### Work order
In the records below, some lines hold the word "instance". Copy each of those lines.

### Extracted data

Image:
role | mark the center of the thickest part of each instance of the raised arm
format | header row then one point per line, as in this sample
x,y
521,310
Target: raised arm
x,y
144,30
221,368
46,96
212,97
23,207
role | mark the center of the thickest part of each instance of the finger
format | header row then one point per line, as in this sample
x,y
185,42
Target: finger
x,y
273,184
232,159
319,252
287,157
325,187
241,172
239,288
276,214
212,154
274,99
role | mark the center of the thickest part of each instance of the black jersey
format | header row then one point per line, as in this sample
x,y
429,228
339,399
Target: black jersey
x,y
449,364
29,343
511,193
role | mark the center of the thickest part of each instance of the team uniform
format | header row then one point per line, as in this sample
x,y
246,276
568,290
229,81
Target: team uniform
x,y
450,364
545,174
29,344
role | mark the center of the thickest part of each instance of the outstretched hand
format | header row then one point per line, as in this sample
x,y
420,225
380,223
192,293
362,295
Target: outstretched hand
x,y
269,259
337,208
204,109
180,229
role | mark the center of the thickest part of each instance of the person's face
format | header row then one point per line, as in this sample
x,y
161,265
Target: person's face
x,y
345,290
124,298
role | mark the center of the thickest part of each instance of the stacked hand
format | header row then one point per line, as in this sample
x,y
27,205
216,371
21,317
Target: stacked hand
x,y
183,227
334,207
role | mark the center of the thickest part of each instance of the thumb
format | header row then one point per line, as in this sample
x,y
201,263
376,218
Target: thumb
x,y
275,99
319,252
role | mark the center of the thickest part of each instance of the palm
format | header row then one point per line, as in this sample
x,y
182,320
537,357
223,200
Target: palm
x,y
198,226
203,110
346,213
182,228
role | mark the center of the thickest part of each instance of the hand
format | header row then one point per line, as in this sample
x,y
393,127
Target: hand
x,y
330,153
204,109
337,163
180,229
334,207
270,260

### Output for this exercise
role | mark the center of the thickest part of each instance of the raised arm
role | mark the center of the thickest part of each instance of the finger
role | mark the center of the thickest part of each instance of the black jersey
role | mark the center of the thickest part of each instance of the team uniform
role | mark the center of the thickest part of each instance of the outstretched hand
role | mark the center of the thickest part of each instance of the person's face
role | mark the center of the thickest part of each instance of the stacked hand
role | mark the center of the thickest part of each instance of the thumb
role | mark the center of the thickest part of each instance of the palm
role | mark the center of the thickest part of each instance of the hand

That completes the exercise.